## Excerpt provided
The title story in this slender collection is as devastating as it is clever. It tells the story of Nneoma, a supremely intuitive, Nigerian “Mathematician” in the not-too-distant future who can exorcise people’s grief in a world torn apart by catastrophic floods, leaving Africa among the last refuges for humanity. The story is a reversal, of sorts, of a present-day migration crisis, which sees thousands of people from Africa and the Middle East fleeing poverty and war en route to Europe each year.
But questions mount about whether the bizarre but promising form of therapy Nneoma and others like her practice is as foolproof as the science behind it suggests.
This controversy plays out against the backdrop of a class and ethnic conflict as Africa’s newest residents, refugees from the washed-out nations of Europe, manage to take undue advantage of their host societies.
Nneoma’s gift is also a curse and she struggles to balance the profound emotional impact of taking on other people’s sorrows, especially people close to her, with the benefit to those who need comfort.
Arimah has described her collection as “a patchwork of realism, magical realism and dystopian science fiction.”
But it is more than an experiment in genre writing.
These stories are also about family, the relatives we love, hate, grow with and grieve for as well as the broader family of humanity.
It’s about the ways we empower people, in particular women, and the ways we strip people of their power, often with nothing more than unkind words.
And it’s about women like the mercilessly named, “chronically single” Nigerian-American call-center operator named Glorybetogod in the story “Glory,” who comes into her own in Minneapolis by stubbornly doing things her way and navigating one misstep after another.
Arimah’s stories are witty, poetic and searing, full of flawed-but-lovable characters and images that make you reread passages.
The author has a keen sense of fantasy and the absurd, but her work is rooted in experiences and impulses that will seem all too familiar.

## Referring expression data
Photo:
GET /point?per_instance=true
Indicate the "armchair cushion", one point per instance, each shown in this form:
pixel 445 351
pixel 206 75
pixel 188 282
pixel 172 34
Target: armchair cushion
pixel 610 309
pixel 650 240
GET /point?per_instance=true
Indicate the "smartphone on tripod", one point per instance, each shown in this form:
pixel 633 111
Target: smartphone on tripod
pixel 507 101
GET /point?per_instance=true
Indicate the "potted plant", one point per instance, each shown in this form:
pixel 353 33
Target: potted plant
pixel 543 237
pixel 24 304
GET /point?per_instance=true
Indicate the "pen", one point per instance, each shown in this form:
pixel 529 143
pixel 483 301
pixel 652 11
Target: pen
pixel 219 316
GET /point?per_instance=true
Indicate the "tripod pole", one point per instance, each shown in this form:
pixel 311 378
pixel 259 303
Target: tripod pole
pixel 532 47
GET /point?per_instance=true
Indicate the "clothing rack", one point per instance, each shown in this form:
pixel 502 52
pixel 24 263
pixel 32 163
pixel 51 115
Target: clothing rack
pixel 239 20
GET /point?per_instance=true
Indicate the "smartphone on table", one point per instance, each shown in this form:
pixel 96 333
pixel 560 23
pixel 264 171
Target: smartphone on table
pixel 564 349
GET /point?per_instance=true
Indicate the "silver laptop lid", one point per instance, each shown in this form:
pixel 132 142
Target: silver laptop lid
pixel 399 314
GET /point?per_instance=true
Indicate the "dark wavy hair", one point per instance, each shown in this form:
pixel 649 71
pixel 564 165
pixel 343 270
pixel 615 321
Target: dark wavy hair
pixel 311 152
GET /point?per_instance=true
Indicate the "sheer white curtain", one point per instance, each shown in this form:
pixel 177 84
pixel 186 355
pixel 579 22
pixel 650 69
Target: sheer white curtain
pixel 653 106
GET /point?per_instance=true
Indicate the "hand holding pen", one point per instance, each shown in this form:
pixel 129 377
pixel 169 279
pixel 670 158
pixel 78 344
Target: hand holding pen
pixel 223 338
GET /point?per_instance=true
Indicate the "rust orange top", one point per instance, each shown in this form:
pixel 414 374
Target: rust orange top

## Task directions
Reproduce verbatim the passage of the review that opens with the words containing "Nneoma’s gift is" and closes with "who need comfort.". Only the review serves as the source here; the material is not to be consulted.

## Solution to the exercise
Nneoma’s gift is also a curse and she struggles to balance the profound emotional impact of taking on other people’s sorrows, especially people close to her, with the benefit to those who need comfort.